Consegna A:
Trasforma in una tabella Markdown con le colonne "N." e "Riga" tutte le righe delle voci, dalla riga che contiene "Identify every instance of the grey" giù fino all'ultima riga delle voci, estremi inclusi. Tralascia le righe vuote e scrivi in "N." il numero progressivo di ciascuna riga.

Estratto del documento:
13 giugno 2018, Cassazione penale

In tema di violazione degli obblighi di assistenza familiare, lo stato di bisogno di un minore è un dato di fatto incontrovertibile per cui entrambi i genitori sono tenuti a provvedere per ovviarvi.

Sussiste il reato anche quando l'altro genitore provveda, direttamente o indirettamente, in via sussidiaria ai bisogni della prole.

CORTE SUPREMA DI CASSAZIONE

SEZIONE SESTA PENALE

Sentenza 13 giugno 2018, n. 27175

Composta dagli Ill.mi Sigg.ri Magistrati:

Dott. PETRUZZELLIS Anna - Presidente -

Dott. DI STEFANO Pierluigi - Consigliere -

Dott. CAPOZZI Angelo - Consigliere -

Dott. COSTANTINI Antonio - Consigliere -

Dott. SILVESTRI Pietro - rel. Consigliere -

ha pronunciato la seguente:

SENTENZA


sul ricorso proposto da:

N.A., nato a (OMISSIS);

avverso la sentenza emessa dalla Corte di appello di Milano il 30/03/2017;

visti gli atti, il provvedimento impugnato e il ricorso;

udita la relazione svolta dal Consigliere Dott. SILVESTRI Pietro;

udito il Sostituto Procuratore Generale, che ha concluso per l'annullamento con rinvio della sentenza, limitatamente alla determinazione della pena;

rigetto nel resto;

udito il difensore, avv. Pasquale Pontoriero, in sostituzione dell'avv. Gian Paolo Cimolino, che ha concluso chiedendo l'accoglimento del ricorso.

Dati grezzi:

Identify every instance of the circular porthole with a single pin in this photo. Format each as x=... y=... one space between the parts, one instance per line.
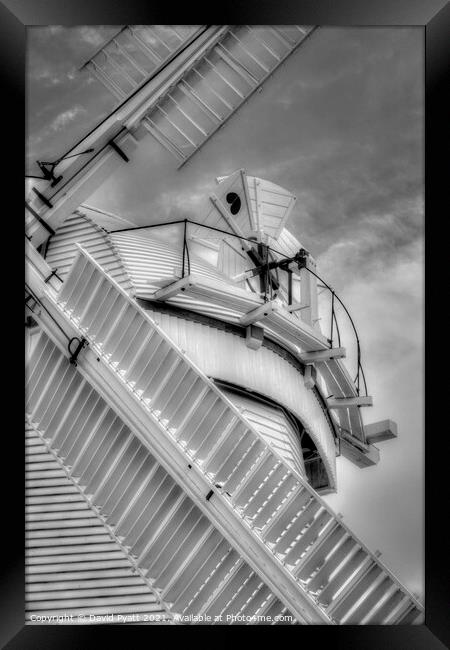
x=235 y=202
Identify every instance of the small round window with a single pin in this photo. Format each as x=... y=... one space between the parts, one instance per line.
x=234 y=201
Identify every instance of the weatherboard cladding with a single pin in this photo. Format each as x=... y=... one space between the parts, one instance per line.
x=73 y=564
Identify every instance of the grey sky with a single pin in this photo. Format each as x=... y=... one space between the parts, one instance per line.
x=341 y=125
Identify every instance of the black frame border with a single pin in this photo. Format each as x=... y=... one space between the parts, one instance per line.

Consegna B:
Riscrivi il passo della sentenza dalle parole "avverso la sentenza" giù fino alle parole "l'accoglimento del ricorso.", cambiando "Milano" in "Torino".

Soluzione svolta A:
| N. | Riga |
|---|---|
| 1 | Identify every instance of the grey sky with a single pin in this photo. Format each as x=... y=... one space between the parts, one instance per line. |
| 2 | x=341 y=125 |
| 3 | Identify every instance of the black frame border with a single pin in this photo. Format each as x=... y=... one space between the parts, one instance per line. |

Soluzione svolta B:
avverso la sentenza emessa dalla Corte di appello di Torino il 30/03/2017;

visti gli atti, il provvedimento impugnato e il ricorso;

udita la relazione svolta dal Consigliere Dott. SILVESTRI Pietro;

udito il Sostituto Procuratore Generale, che ha concluso per l'annullamento con rinvio della sentenza, limitatamente alla determinazione della pena;

rigetto nel resto;

udito il difensore, avv. Pasquale Pontoriero, in sostituzione dell'avv. Gian Paolo Cimolino, che ha concluso chiedendo l'accoglimento del ricorso.